Source passage
- Episode no.: Season 29 Episode 6
- Original air date: October 30, 1982
- Running time: 60 minutes

Guest appearance
- Hal Douglas (Jack-o'-lantern)

Episode chronology
| ← Previous "EPCOT Center: The Opening Celebration" | Next → "No Deposit, No Return" |

= Disney's Halloween Treat =

"Disney's Halloween Treat" is a 1982 Halloween-themed episode of Walt Disney which originally aired October 30, 1982 on CBS.

== Plot ==
The episode is narrated by a jack-o'-lantern puppet (voiced by Hal Douglas) and features a compilation of Disney short cartoons involving spooky or supernatural themes as well as excerpted segments of various villains from Disney feature films. The opening and closing credits feature an orange colorized version of the 1929 Silly Symphony short The Skeleton Dance as well as its own title theme song, sung in the opening and closing credits. The lyrics were written by Galen R. Brandt with music by John Debney.

== Alternate title ==
This special was also released under an alternative title, "Scary Tales of Halloween", and was also available in both syndicated and network versions.

Data listing
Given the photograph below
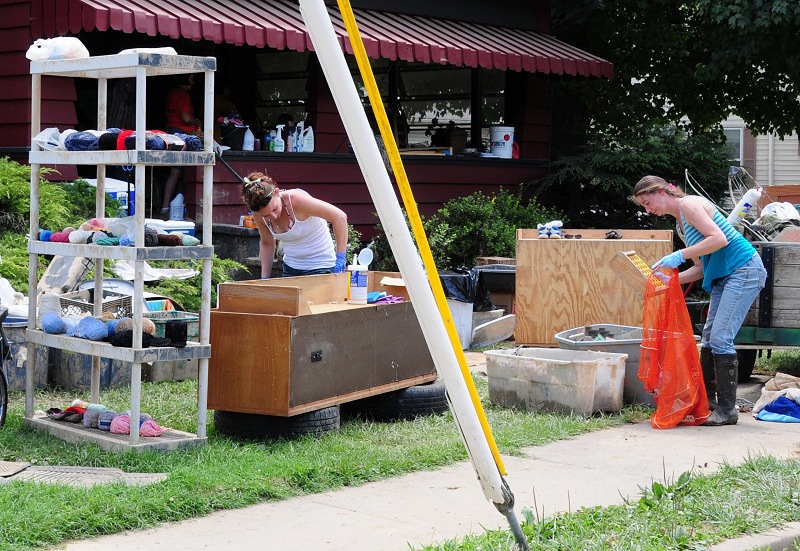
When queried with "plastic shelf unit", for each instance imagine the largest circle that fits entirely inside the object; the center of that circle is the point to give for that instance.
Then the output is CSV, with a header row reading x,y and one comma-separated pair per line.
==
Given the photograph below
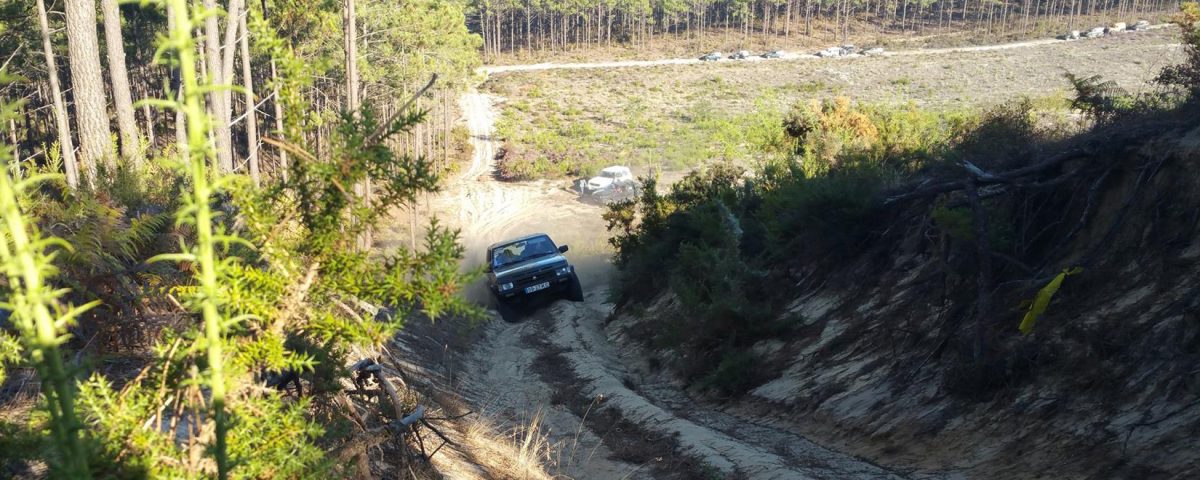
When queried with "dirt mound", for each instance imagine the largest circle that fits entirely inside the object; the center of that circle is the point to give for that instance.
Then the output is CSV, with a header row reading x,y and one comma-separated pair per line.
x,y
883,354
==
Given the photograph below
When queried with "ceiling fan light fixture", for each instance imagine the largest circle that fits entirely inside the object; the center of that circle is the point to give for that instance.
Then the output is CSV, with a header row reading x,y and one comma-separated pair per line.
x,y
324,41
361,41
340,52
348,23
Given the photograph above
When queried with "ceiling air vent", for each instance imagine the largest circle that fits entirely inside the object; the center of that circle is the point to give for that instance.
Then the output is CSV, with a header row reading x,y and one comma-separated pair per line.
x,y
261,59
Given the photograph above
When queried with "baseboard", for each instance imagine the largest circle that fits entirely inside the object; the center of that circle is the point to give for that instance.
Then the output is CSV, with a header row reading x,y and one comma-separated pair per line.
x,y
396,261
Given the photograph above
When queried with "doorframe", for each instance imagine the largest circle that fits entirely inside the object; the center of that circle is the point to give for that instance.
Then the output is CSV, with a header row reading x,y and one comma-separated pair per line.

Task description
Reproduce word for word the part of the Disney's Halloween Treat passage between "Episode chronology" and "1982 on CBS.", inclusive.

Final answer
Episode chronology
| ← Previous "EPCOT Center: The Opening Celebration" | Next → "No Deposit, No Return" |

= Disney's Halloween Treat =

"Disney's Halloween Treat" is a 1982 Halloween-themed episode of Walt Disney which originally aired October 30, 1982 on CBS.